= Prompt =
Search the records for the line with "Traffic-operations request: mark the white cabinet". Output that line and each line after it, exactly, and stop at the end; omit pictures.

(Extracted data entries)
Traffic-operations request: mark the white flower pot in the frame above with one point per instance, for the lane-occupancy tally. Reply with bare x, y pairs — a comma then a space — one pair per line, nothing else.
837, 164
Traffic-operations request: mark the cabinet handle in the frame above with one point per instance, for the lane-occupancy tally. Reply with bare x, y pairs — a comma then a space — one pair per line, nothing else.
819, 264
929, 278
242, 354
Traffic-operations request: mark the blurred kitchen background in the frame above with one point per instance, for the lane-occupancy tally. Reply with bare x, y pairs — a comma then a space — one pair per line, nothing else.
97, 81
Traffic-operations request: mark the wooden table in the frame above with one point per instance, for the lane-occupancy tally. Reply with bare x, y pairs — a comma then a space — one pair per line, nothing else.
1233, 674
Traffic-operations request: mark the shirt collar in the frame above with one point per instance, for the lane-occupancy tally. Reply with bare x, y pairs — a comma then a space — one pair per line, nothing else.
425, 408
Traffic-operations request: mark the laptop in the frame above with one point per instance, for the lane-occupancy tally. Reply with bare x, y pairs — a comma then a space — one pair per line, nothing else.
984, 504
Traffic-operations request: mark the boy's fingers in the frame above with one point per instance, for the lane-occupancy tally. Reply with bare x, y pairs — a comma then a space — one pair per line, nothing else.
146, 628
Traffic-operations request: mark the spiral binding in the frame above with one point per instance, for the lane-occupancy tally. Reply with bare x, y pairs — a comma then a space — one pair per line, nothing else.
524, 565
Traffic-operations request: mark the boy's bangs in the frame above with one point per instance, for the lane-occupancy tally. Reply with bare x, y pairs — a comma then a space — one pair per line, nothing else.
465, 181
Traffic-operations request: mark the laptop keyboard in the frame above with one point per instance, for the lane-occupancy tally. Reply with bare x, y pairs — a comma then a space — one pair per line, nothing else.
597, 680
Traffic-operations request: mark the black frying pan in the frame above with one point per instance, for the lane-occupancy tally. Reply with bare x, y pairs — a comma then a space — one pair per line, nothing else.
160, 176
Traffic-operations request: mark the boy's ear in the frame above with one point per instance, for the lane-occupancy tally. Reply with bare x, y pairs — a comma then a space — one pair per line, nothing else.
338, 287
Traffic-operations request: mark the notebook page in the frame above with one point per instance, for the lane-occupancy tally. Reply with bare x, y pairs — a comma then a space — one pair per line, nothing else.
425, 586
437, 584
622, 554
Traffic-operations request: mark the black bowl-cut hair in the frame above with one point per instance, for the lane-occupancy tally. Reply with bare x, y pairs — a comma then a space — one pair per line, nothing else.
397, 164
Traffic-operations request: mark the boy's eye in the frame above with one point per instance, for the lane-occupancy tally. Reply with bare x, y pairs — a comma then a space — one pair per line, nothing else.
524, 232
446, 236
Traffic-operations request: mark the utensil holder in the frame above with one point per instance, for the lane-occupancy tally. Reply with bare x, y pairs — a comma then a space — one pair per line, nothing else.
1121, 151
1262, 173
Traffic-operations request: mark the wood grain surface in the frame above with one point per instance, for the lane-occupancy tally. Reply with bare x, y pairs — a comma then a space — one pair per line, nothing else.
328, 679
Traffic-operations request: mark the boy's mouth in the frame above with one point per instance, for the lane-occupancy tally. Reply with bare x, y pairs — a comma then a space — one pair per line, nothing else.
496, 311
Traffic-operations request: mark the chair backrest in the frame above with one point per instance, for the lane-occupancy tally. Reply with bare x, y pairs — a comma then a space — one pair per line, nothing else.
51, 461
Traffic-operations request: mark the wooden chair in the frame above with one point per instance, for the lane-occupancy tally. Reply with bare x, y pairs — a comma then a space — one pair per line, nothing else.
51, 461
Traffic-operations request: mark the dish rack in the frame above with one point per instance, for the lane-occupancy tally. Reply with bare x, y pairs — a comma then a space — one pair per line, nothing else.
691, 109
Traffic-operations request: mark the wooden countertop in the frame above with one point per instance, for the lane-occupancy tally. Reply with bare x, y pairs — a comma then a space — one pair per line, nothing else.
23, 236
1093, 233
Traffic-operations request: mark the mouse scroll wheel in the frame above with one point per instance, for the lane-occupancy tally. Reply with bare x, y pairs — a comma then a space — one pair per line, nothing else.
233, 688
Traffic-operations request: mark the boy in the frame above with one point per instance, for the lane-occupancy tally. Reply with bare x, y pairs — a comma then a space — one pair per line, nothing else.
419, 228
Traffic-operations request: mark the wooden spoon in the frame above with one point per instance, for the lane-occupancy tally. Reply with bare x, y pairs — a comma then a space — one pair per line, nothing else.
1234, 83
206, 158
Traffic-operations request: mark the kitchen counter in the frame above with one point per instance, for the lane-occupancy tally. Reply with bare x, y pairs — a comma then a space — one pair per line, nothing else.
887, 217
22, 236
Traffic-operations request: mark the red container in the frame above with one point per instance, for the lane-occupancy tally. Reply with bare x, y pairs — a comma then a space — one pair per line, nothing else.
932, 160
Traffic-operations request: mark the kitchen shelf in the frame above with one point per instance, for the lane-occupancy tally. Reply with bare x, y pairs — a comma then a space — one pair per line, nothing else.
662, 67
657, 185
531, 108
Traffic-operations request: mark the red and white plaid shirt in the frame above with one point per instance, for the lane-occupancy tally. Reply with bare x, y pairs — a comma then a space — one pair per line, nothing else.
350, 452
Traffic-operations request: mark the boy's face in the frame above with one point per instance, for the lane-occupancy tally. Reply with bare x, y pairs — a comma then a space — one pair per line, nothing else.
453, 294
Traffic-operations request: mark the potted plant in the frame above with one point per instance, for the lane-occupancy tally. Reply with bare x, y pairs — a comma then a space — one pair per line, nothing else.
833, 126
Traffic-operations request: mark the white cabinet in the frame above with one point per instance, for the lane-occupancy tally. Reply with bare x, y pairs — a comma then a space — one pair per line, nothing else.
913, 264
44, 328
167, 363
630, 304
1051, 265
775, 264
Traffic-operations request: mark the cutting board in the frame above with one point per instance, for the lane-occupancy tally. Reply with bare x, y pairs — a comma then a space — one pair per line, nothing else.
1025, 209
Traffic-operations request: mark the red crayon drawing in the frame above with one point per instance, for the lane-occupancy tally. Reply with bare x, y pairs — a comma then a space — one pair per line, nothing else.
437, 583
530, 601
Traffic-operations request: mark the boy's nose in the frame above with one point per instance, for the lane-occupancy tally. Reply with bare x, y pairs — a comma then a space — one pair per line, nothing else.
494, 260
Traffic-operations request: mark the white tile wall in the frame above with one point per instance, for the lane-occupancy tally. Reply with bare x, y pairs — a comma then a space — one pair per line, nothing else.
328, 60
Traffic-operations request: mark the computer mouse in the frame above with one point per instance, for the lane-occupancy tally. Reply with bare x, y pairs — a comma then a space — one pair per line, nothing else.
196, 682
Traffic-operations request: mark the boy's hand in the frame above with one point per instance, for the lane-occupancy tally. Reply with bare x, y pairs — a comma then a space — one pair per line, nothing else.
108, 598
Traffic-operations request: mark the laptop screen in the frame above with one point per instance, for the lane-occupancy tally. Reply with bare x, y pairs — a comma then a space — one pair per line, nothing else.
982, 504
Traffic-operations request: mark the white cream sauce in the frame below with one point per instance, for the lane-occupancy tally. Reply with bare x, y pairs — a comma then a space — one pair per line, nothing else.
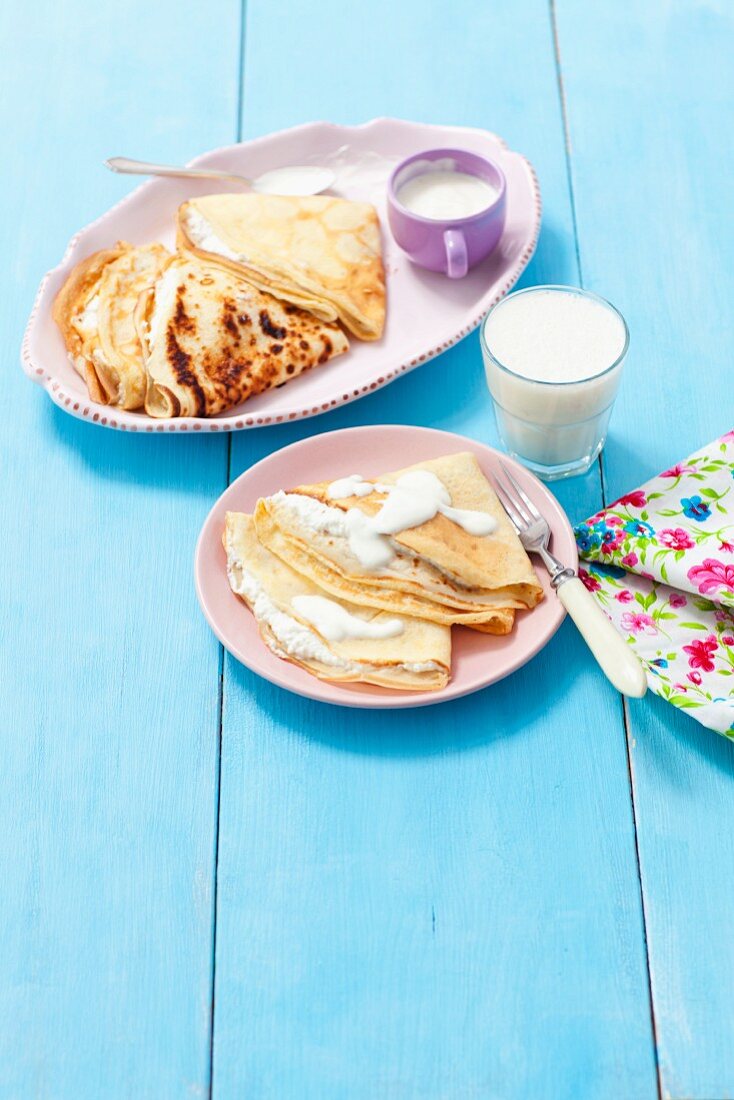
335, 623
446, 195
291, 638
416, 497
354, 485
89, 318
201, 233
296, 179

= Task answer =
Traffic-operations request: mark the white cabinet in the frame above with one point per instance, for the lane-occupancy tally. Reply with bare x, y pairs — a comma then a space — one pair per line, nothing else.
913, 264
44, 328
167, 363
630, 304
1051, 265
775, 264
Traffic-operations request: mark the cutting board in the frame above with one point per instance, for the lane-occupancy tally. Reply with bare x, y pairs — a comma then a space — one pair per line, nothing else.
1025, 209
Traffic-operations request: mark the red crayon drawing in the frame above with one point per instance, for the lane-occupancy tally. Reply with bare x, y pairs — a comma then a space — one pair per line, nothing else.
437, 583
530, 601
Traffic-operations request: mark the boy's nose in the frame above with one point per instance, for the lane-occupancy tally. Reply with bare x, y pairs — a comma then a space — one pair per line, nothing else.
494, 260
Traffic-operations request: mark the white tile wall in the frame above with one point per instance, for the lane-occupancy tally. Reply with bare x, y pairs — a comma then a space — one pair per line, nothing else.
328, 60
Traffic-operations request: mark the computer mouse in the frame above with one point per instance, for the lane-occupancy tally. Reply with bare x, y pairs — a comma then a space — one pair per line, nothing else.
196, 682
Traffic-operations request: mark the boy's hand in the frame above with one point per instance, for the lane-occupancy tally. Reply with bare x, y pairs — a comma then a space — one pair per line, nothing else.
108, 598
Traffic-operations request: mark the laptop screen in the frame above with one point per instance, for the lane-occupancy tally. Reply with bare x, y pairs — a comma then a space — one pair per line, nothing else.
982, 504
Traffic-operations request: mark the white cream sauce in the frame below with one point per instance, for the lane-occupancy tally. Reply with bare x, y pairs — a comma then a space — one pair per line, nothing else.
335, 623
446, 195
291, 638
416, 497
354, 485
89, 318
201, 233
296, 179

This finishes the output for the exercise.